***** Material for this task *****
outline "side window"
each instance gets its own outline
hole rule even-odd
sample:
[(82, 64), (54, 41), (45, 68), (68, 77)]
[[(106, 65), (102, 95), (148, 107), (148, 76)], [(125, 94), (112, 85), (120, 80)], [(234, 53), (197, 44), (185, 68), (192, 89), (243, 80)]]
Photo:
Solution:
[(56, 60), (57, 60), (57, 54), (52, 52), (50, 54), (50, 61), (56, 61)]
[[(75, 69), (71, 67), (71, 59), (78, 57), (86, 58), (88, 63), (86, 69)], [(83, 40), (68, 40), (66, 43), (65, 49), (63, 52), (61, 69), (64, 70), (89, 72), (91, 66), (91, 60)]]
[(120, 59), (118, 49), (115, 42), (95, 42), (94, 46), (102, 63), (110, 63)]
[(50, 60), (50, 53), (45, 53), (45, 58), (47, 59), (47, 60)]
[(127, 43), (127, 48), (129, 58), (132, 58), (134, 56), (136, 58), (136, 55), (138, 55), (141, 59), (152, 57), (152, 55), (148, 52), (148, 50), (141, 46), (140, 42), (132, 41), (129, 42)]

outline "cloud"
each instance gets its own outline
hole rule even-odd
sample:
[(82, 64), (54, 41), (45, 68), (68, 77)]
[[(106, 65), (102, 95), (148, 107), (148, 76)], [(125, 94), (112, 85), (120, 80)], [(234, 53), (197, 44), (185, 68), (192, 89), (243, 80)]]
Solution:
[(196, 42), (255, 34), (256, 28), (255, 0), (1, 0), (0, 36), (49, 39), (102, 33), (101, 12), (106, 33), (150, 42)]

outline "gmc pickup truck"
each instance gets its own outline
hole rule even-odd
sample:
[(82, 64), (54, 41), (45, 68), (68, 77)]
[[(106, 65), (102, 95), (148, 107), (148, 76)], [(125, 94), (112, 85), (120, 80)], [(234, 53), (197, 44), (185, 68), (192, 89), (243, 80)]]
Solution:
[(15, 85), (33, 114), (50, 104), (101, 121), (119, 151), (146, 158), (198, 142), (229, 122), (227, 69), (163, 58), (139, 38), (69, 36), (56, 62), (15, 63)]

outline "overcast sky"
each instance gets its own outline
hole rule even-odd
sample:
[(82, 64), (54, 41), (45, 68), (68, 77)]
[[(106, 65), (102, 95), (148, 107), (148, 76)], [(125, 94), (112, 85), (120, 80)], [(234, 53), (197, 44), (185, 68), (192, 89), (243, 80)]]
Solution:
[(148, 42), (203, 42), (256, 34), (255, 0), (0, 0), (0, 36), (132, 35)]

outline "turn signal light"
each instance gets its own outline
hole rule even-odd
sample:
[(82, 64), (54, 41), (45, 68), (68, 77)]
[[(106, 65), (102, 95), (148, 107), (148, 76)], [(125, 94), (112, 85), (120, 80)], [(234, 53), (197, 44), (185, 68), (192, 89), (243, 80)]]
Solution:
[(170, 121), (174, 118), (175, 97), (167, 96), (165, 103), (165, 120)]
*****
Task details: Copy out the records word for word, starting at the very beginning and ending with the line that contains "61), (56, 61)]", and include that line.

Exercise output:
outline "side window"
each instance gets its own outline
hole rule even-odd
sample:
[(82, 64), (54, 41), (45, 68), (68, 77)]
[[(106, 65), (102, 95), (148, 107), (148, 76)], [(125, 94), (112, 85), (120, 80)], [(234, 53), (197, 44), (185, 68), (192, 89), (243, 80)]]
Photo:
Solution:
[(56, 60), (57, 60), (57, 54), (52, 52), (50, 54), (50, 61), (56, 61)]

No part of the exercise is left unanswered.